◆ **EXERCISE**
In the answer, every entry must appear exactly as given.

Dataset entries
::::

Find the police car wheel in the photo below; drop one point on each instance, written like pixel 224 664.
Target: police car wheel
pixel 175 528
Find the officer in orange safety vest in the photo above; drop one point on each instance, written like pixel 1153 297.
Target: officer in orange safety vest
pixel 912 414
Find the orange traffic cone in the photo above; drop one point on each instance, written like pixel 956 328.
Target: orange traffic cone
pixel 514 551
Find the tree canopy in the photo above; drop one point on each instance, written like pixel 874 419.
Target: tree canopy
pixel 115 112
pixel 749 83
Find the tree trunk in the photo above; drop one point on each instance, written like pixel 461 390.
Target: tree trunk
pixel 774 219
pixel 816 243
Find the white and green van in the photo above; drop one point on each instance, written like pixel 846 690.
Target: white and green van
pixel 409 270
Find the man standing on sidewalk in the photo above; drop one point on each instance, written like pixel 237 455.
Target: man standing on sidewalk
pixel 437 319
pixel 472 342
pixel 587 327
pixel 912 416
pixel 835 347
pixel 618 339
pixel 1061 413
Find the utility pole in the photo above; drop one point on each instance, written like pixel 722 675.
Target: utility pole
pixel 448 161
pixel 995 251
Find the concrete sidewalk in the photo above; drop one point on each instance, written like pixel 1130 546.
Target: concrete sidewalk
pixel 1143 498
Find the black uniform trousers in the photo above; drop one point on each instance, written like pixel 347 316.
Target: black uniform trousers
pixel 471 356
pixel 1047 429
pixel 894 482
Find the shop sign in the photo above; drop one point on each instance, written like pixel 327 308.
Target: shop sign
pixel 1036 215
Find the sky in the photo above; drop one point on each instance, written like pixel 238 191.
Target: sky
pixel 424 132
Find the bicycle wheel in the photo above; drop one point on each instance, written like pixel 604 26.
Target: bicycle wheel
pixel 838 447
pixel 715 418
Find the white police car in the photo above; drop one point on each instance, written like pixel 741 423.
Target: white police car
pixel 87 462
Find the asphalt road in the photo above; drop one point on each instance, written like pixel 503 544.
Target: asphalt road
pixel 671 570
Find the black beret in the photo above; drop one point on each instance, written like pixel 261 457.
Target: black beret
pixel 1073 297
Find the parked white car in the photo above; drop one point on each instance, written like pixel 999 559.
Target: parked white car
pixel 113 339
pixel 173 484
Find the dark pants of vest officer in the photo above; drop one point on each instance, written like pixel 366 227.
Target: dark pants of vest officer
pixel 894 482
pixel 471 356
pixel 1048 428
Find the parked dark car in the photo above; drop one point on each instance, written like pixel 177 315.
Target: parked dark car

::::

◆ **OUTPUT FOR THIS TASK**
Find the police car wheel in the photo below; drop one point on each instance, written like pixel 224 664.
Target: police car wheel
pixel 175 528
Find the officer in orange safety vest in the photo above; drop one point on each instance, written like pixel 1153 297.
Target: officer in orange safety vest
pixel 912 414
Find the orange traffic cone in the photo above; drop one point on each instance, written like pixel 956 328.
Target: orange traffic cone
pixel 514 551
Find the tree canopy in the photo above; drop one point on each instance, written like pixel 874 419.
Target: tree canopy
pixel 115 112
pixel 749 83
Find the tree trunk in the photo above; drop one point on each instance, written like pixel 461 390.
Target: tree trunk
pixel 774 219
pixel 816 243
Find the white and green van in the photo above; drop one point on each instance, written like pixel 846 690.
Target: white and green van
pixel 409 270
Find the man standing on sidewalk in the photo above; drop one point on each instance, written like pixel 237 455.
Target: man standing on sidewalk
pixel 437 319
pixel 472 342
pixel 587 327
pixel 912 416
pixel 835 347
pixel 618 339
pixel 1061 413
Find the utility pole in the photo above; drop one point on each instance, written like pixel 722 675.
Target: utility pole
pixel 448 161
pixel 995 251
Find the concrete sidewalk in the photo above; drop one point on each instance, written like pixel 1130 546.
Target: concrete sidewalk
pixel 1143 498
Find the black uniform trousers in the photo above; drop one point on each instance, written like pixel 347 316.
Target: black uniform trousers
pixel 471 356
pixel 1047 429
pixel 894 482
Find the shop sign in the photo above; drop one point on each instance, written like pixel 327 308.
Target: shop sign
pixel 1036 215
Find the sky in the photo above; drop one point on each instance, written like pixel 238 191.
Target: sky
pixel 424 132
Find the bicycle wheel in the photo above; drop one point on each instance, written like pixel 604 26.
Target: bicycle wheel
pixel 838 447
pixel 715 418
Find the white police car in the photo above; drop one point on each instance, written like pixel 741 423.
Target: white police car
pixel 87 462
Find the asphalt road in the photo above; drop one point on each instance, written like pixel 503 544.
Target: asphalt road
pixel 671 570
Find the black beret in the photo above; drop one point on each instance, written like pixel 261 457.
Target: black beret
pixel 1073 297
Find the parked white car in the photo above; drop one point on each instance, written like pixel 999 559.
Target: parked white car
pixel 113 339
pixel 173 484
Find the dark pants of vest officer in the photo above; drop one point on each instance, written like pixel 366 227.
Target: dark pants of vest officer
pixel 894 482
pixel 471 356
pixel 1048 428
Find the parked dark car in the photo above; drop one point on each instance, written like pixel 177 315.
Target: parked dark car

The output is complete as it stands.